[Extract provided]
To our knowledge, there is only one other publicly accessible frequency dictionary of English that is based on a large mega-corpus—Word Frequencies in Written and Spoken English (Leech, Rayson, and Wilson, 2001). However, our dictionary is quite different in at least three major respects. First, the Longman frequency dictionary represents British, not American, English, and it bases its word-frequency information on the British National Corpus (BNC). Second, most of the texts in the BNC are at least 20 years old, while texts in the Corpus of Contemporary American English (COCA) are current through late 2008. Third, while both corpora are balanced for genre (e.g. spoken, fiction, newspaper, and academic), COCA (385 million words as of 2008, currently 400 million and growing by 20 million per year) is nearly four times as large as the BNC (100 million words), allowing us to have more confidence in determining the words that should "make the list" and in finding their meaningful neighbors.

[Problems to work on]
a – In the passage comparing frequency dictionaries, how many words did COCA contain as of 2008?
b – Resume the passage comparing frequency dictionaries, starting right after its final sentence.
The material after this note comes from a separate source.

Point-based annotation data:
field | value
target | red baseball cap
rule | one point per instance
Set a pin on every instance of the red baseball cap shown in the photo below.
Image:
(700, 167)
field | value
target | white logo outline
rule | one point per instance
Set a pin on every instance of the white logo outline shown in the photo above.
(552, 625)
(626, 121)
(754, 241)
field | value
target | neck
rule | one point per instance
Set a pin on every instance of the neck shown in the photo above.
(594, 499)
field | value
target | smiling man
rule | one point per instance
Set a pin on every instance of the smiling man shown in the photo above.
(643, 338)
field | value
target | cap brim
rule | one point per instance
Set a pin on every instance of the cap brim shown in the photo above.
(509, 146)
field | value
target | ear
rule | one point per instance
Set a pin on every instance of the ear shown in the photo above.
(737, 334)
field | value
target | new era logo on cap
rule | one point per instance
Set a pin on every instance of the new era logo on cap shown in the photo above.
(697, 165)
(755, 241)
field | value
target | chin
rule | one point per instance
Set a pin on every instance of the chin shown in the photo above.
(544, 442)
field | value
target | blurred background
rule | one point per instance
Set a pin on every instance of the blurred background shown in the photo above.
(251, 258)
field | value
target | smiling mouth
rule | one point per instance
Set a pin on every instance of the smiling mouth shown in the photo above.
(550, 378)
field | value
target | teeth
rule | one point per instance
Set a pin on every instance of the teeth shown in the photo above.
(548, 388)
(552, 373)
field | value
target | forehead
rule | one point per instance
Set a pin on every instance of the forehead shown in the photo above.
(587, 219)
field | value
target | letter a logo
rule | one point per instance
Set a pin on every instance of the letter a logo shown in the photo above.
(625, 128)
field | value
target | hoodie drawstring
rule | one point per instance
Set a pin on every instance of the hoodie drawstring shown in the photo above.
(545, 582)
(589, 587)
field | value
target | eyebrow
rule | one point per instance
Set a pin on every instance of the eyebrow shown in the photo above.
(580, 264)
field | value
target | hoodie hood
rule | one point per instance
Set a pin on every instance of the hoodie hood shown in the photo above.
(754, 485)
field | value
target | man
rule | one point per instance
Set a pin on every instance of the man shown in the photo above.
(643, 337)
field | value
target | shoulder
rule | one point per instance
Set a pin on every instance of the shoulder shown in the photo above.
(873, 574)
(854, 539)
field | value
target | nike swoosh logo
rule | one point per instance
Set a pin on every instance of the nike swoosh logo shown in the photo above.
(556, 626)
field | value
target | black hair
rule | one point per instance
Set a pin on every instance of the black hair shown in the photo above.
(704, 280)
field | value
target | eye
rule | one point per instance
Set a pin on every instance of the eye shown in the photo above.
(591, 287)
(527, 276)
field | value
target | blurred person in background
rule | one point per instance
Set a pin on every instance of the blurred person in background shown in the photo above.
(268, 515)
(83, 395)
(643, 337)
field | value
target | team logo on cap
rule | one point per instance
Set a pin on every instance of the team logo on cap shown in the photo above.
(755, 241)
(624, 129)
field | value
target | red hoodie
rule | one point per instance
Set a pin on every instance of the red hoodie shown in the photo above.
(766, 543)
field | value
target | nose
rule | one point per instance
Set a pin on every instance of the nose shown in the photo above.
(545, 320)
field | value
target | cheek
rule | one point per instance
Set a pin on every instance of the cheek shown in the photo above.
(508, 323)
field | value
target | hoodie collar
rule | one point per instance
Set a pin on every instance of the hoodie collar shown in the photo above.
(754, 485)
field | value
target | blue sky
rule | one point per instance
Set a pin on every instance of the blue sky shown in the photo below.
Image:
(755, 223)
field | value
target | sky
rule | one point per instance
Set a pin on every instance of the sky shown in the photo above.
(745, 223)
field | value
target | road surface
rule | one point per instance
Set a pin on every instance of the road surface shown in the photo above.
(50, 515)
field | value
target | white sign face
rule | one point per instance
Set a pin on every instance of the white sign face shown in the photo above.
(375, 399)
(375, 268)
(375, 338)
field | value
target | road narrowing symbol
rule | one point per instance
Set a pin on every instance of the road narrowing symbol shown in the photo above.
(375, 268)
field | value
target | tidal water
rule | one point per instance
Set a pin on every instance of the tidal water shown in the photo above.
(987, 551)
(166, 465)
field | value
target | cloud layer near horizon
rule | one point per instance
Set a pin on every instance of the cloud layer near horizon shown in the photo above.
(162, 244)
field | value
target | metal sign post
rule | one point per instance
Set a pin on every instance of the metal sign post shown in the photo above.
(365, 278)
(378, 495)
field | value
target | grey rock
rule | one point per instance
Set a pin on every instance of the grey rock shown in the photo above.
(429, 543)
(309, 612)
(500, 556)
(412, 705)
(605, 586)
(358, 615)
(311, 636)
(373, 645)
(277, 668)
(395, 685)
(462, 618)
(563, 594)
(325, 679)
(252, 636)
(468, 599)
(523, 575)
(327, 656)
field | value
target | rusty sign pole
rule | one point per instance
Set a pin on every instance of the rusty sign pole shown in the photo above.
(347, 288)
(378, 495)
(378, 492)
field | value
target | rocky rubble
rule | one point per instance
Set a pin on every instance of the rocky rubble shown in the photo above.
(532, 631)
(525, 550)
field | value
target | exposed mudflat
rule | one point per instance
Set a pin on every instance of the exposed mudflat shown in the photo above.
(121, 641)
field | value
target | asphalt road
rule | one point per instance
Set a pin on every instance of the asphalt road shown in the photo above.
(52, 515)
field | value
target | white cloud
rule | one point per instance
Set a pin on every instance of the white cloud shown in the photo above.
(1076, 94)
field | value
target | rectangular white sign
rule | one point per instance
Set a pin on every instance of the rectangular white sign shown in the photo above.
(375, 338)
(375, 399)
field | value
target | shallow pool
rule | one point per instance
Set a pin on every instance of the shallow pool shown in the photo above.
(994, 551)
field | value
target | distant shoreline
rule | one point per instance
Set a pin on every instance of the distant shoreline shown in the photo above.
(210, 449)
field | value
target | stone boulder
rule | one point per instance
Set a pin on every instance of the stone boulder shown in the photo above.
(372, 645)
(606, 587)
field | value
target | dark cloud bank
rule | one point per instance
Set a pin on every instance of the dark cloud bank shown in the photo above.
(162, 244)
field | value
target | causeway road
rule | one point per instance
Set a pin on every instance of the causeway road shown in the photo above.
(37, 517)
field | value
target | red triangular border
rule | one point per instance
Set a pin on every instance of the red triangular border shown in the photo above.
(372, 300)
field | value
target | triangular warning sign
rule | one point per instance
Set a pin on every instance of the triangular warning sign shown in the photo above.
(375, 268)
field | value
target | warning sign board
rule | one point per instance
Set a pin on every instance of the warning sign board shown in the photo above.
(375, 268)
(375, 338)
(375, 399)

[Expected outputs]
a – 385 million words.

b –
In addition to the differences in focus, age, and sampling size between the two dictionaries, there are also differences in the presentation formats. The Longman dictionary is mainly composed of straight frequency lists of words and lemmas, while this dictionary is oriented specifically to language learners, supplementing the frequency listings with the unique features previously mentioned: (a) frequency-ranked collocates (co-occurring words) for each headword in the frequency dictionary— which can help learners and their teachers better understand the meanings and uses of the high frequency words; and (b) the more than 30 thematically oriented vocabulary lists (call-out boxes) for particular semantic, grammatical, or lexical categories that would be helpful for language training purposes.
The corpus
A frequency dictionary is only as good as the corpus on which it is based. The Corpus of Contemporary American English (COCA) is the largest balanced corpus of American English, and the largest balanced corpus of any language that is publicly available (http://www.americancorpus.org
). In addition to being very large (currently over 400 million words; 20 million words each year 1990-2008), the corpus is also balanced evenly between spoken (unscripted conversation from 150+ radio and TV shows), fiction (e.g. books, short stories, movie scripts), 100+ popular magazines, ten newspapers, and 100+ academic journals—for a total of 150,000+ texts.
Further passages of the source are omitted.